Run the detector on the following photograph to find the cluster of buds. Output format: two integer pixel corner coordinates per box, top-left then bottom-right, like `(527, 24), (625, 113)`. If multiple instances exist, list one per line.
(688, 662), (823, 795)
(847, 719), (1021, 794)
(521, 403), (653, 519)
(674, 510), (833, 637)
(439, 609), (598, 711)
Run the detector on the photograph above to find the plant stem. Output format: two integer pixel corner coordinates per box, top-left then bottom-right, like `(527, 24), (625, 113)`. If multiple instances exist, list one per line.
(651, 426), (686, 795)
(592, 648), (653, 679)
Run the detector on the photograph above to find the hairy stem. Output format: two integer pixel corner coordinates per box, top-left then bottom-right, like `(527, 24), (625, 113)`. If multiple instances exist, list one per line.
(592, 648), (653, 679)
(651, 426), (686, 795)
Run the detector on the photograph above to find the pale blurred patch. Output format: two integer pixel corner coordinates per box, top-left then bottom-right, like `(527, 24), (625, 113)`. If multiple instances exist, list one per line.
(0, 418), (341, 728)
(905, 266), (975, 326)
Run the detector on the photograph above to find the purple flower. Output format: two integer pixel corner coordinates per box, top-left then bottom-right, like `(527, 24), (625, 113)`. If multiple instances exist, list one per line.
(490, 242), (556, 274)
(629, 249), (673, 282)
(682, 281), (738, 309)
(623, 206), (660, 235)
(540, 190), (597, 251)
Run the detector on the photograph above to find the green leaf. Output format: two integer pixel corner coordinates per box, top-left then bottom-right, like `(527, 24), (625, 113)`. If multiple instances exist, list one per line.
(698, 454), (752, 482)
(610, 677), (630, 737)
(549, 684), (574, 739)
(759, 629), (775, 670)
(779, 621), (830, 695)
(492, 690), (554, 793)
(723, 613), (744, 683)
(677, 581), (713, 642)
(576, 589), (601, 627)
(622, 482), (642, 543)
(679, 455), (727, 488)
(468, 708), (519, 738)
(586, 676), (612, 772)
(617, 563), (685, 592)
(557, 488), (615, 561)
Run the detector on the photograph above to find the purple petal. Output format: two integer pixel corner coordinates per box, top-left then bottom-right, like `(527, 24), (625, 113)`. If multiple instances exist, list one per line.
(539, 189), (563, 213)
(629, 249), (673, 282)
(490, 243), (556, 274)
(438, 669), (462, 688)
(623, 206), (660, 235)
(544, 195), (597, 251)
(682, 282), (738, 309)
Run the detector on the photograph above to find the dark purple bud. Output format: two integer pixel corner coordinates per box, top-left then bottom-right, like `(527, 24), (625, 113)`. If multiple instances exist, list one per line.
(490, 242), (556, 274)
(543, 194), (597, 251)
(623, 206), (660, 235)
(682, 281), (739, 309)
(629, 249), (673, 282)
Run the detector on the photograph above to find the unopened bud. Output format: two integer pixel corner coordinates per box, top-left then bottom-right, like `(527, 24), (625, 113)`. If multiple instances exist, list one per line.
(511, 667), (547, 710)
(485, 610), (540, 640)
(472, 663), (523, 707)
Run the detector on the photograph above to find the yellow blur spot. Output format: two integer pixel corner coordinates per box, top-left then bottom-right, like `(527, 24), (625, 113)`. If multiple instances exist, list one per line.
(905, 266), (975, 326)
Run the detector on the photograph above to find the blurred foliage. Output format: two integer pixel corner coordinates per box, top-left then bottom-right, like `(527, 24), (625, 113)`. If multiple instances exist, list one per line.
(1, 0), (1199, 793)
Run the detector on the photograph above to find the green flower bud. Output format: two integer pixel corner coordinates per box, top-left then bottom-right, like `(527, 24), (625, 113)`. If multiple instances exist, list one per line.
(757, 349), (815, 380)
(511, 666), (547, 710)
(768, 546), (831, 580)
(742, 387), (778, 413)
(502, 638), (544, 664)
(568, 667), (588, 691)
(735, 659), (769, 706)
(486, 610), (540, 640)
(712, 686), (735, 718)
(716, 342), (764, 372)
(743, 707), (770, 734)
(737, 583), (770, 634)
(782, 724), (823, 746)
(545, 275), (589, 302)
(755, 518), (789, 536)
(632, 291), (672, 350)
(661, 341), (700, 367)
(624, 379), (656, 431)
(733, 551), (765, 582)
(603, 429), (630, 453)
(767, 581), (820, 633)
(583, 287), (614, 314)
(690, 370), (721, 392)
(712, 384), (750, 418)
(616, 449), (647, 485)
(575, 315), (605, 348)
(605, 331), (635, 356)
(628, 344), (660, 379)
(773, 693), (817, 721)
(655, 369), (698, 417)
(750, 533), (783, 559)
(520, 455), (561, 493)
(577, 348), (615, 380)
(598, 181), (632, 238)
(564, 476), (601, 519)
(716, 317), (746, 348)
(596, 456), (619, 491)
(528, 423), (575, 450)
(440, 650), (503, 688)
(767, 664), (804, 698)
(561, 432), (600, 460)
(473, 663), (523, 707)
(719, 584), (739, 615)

> **Task details**
Nothing in the material may be left out; write it all out verbatim.

> **Answer area**
Run the detector on the following photograph to find the cluster of buds. Output format: two integer pixel corner coordinates per box, top-left then bottom-right, like `(527, 24), (625, 113)`. If multiple instances exist, list one per line.
(688, 662), (823, 795)
(847, 719), (1021, 794)
(521, 403), (653, 519)
(674, 510), (833, 637)
(439, 609), (598, 711)
Run the detector on the photograph above to find the plant stem. Output format: two integer pixel corner coordinates per box, top-left then bottom-right, like `(527, 24), (625, 113)`. If multiple instances exist, list one per line.
(651, 426), (686, 795)
(592, 648), (653, 679)
Run the detector on the photograph above to find the hairy stem. Output format: two integer pixel corner coordinates per box, top-left then bottom-right, like `(527, 24), (625, 113)`. If multiple instances exist, list one per line.
(592, 648), (653, 679)
(651, 426), (686, 795)
Run the detector on the photograph above to find the pale blurred patch. Output format: two integer pixel corner coordinates per box, top-left then bottom-right, like `(527, 24), (625, 113)`. If multiple instances exist, list one per line.
(0, 418), (341, 728)
(905, 266), (975, 326)
Run the detector on the photograph above to find the purple flower. Output format: two integer pixel corner coordinates per box, top-left then bottom-right, like `(527, 24), (625, 113)`. If multiple instances exist, list one per line.
(490, 242), (556, 274)
(629, 249), (673, 282)
(682, 281), (738, 309)
(623, 206), (660, 235)
(540, 190), (597, 251)
Run the detector on the photograph above to find the green leaf. Output format: two integer pixel corner coordinates per box, top-left then bottom-right, like `(527, 24), (625, 113)`. If multiple instances exist, list one per line.
(698, 454), (752, 482)
(610, 677), (630, 737)
(549, 684), (574, 739)
(759, 629), (775, 670)
(779, 621), (830, 695)
(492, 690), (554, 793)
(723, 613), (744, 683)
(677, 581), (713, 642)
(576, 589), (601, 627)
(622, 482), (642, 543)
(679, 455), (727, 488)
(468, 708), (519, 738)
(586, 676), (612, 772)
(617, 563), (685, 592)
(557, 488), (615, 561)
Run the detector on the photograph above to find the purple petal. Output format: two integer pixel corner coordinates per box, top-left then bottom-right, like `(527, 24), (625, 113)`. If multiple instances exist, list one per line.
(539, 189), (563, 213)
(629, 249), (673, 282)
(490, 243), (556, 274)
(438, 669), (462, 688)
(623, 206), (660, 235)
(544, 195), (597, 251)
(682, 282), (738, 309)
Run the detector on the photograph above to find the dark purple bud. Output format: two integer pixel corner coordinates per box, top-left then bottom-right, like `(527, 24), (625, 113)`. If multiple instances exist, list one per line.
(490, 242), (556, 274)
(543, 194), (597, 251)
(623, 206), (660, 235)
(682, 281), (739, 309)
(629, 249), (673, 282)
Run the detector on the photograph above to find the unopened bud. Output format: two integer pixel corner coordinates per box, top-left then bottom-right, like `(527, 24), (625, 113)`. If multiple instances exist, list one per line.
(511, 667), (547, 710)
(485, 610), (540, 640)
(472, 663), (523, 707)
Run the detector on the photograph above to find the yellow blur spot. Output format: two integer pixel corner coordinates per box, top-left then bottom-right, like `(527, 24), (625, 113)`. If multiple instances exist, list one per line.
(905, 266), (975, 326)
Run the detector on the photograph above to find the blurred foliage. Output format: two integer pixel corner coordinates per box, top-left then bottom-right, like `(527, 24), (625, 113)`. If multiple instances exist, list one per line.
(1, 0), (1199, 793)
Run the detector on the photograph above to find the green flower bud. Output format: two integer pixel corner coordinates per box, top-left then bottom-right, like `(527, 24), (625, 113)`. If multiple instances exist, list one per line.
(757, 349), (815, 380)
(511, 666), (547, 710)
(768, 546), (831, 580)
(742, 387), (778, 413)
(502, 638), (544, 664)
(568, 667), (588, 691)
(735, 659), (769, 706)
(486, 610), (540, 640)
(712, 686), (735, 718)
(716, 342), (764, 372)
(743, 707), (770, 734)
(737, 583), (770, 634)
(782, 724), (823, 746)
(545, 275), (589, 302)
(755, 518), (789, 536)
(632, 291), (672, 350)
(661, 341), (700, 367)
(624, 379), (656, 431)
(733, 551), (765, 582)
(603, 429), (630, 453)
(767, 581), (820, 633)
(583, 287), (614, 314)
(690, 370), (721, 392)
(712, 384), (750, 418)
(616, 449), (647, 485)
(575, 315), (605, 348)
(605, 331), (635, 356)
(628, 344), (660, 379)
(773, 693), (817, 721)
(655, 369), (698, 417)
(750, 533), (783, 559)
(520, 455), (561, 493)
(577, 348), (615, 380)
(598, 181), (632, 238)
(564, 476), (601, 519)
(716, 317), (746, 348)
(596, 456), (619, 491)
(528, 423), (575, 450)
(440, 650), (503, 688)
(767, 664), (804, 698)
(561, 432), (600, 460)
(473, 663), (523, 707)
(719, 584), (739, 615)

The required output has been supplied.